Exercise requirements: Search the entries for the word "shoe". Copy each line in which it is found.

%%

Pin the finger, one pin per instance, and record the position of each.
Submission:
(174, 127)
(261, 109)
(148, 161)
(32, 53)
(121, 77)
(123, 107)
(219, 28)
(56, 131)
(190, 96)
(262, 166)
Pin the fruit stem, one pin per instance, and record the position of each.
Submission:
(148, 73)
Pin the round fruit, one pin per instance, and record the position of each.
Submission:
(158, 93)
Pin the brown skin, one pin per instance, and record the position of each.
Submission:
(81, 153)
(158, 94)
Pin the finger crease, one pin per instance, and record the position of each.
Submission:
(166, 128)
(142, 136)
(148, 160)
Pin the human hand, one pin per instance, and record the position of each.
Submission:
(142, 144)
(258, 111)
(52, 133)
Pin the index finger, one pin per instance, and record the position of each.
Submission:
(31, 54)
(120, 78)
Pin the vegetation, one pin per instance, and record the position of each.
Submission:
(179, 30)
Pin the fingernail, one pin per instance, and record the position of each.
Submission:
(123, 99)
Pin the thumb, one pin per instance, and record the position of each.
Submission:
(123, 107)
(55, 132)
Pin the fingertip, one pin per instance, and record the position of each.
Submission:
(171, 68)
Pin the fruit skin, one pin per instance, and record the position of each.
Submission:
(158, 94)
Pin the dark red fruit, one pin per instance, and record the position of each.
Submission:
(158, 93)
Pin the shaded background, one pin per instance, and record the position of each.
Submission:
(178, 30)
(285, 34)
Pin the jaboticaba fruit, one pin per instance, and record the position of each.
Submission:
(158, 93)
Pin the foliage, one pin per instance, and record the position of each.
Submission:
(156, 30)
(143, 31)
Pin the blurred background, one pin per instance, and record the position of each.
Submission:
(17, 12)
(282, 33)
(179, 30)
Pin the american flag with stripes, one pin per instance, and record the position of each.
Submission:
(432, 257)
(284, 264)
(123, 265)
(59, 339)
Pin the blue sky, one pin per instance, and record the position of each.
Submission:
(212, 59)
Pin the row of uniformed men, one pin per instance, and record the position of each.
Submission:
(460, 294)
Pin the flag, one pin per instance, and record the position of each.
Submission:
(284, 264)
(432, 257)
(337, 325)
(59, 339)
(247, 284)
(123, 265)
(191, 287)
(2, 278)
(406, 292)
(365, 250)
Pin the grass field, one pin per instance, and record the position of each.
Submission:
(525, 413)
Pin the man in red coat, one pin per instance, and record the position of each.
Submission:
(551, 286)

%%
%%

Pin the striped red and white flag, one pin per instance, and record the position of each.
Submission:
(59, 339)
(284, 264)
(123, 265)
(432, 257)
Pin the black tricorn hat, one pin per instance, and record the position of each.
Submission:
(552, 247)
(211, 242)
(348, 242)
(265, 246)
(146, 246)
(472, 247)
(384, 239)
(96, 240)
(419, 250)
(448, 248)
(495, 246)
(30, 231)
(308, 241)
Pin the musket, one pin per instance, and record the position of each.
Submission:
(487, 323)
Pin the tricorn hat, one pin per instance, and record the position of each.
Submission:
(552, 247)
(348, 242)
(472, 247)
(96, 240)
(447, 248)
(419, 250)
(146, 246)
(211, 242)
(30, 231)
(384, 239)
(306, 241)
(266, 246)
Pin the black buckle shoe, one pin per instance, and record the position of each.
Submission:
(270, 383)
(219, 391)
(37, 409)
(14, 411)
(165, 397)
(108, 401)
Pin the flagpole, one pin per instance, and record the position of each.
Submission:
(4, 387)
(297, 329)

%%
%%

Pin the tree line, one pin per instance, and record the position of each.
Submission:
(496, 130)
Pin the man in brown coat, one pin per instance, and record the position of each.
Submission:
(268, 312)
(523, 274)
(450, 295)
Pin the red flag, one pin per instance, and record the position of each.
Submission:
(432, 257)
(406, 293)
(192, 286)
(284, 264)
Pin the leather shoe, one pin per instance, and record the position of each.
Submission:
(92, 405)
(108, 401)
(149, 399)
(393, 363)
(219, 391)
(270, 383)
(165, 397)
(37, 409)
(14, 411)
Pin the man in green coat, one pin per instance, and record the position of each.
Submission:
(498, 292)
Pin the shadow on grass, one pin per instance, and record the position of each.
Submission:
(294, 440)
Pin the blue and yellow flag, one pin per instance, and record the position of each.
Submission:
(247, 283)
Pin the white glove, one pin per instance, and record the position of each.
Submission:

%%

Expected answer:
Pin the black buckle shoe, one pin per instance, and record the position of each.
Pin the leather shoe, one pin per instance, and record the position of each.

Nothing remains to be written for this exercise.